(Data listing)
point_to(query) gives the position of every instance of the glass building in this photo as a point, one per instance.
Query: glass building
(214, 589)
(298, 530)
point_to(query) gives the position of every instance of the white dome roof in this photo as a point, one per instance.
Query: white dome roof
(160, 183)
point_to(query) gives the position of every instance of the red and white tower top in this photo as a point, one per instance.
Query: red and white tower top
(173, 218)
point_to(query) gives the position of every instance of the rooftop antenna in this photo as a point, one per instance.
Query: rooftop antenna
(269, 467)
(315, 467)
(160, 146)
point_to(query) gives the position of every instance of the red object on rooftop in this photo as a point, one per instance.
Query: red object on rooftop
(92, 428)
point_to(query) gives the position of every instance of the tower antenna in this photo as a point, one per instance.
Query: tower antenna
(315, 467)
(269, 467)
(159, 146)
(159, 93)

Exercise requirements = Give the records above as a two-column CSV with the headers "request" and "answer" and one row per record. Put each record's full text in the first column and its answer in the second, each in its own quoted field with line breaks turned into spaces.

Result of this exercise =
request,answer
"point_to(query) gives the position of every instance of the glass building in this photo as a point, one per instance. Query: glass building","(214, 589) (298, 530)"
"point_to(query) gives the position of every instance of the white dome roof in this photo as a point, one per instance. Query: white dome roof","(160, 183)"
"point_to(query) gives the position of every instance of the red and white tower top in this photo as a point, one per instance. Query: red and white tower top","(173, 218)"
"point_to(query) gives the position of every instance of the rooftop antenna in this photo as a point, one per instance. Query: rooftop antenna","(269, 467) (315, 467) (160, 146)"
"point_to(query) gives the position of every instance of the red object on rooftop in this photo as a point, one per instance. Query: red object on rooftop","(92, 428)"
"point_to(query) gives the position of every instance of the tower antenna in this photo as a point, one per instance. Query: tower antenna","(315, 467) (269, 467) (159, 146) (159, 93)"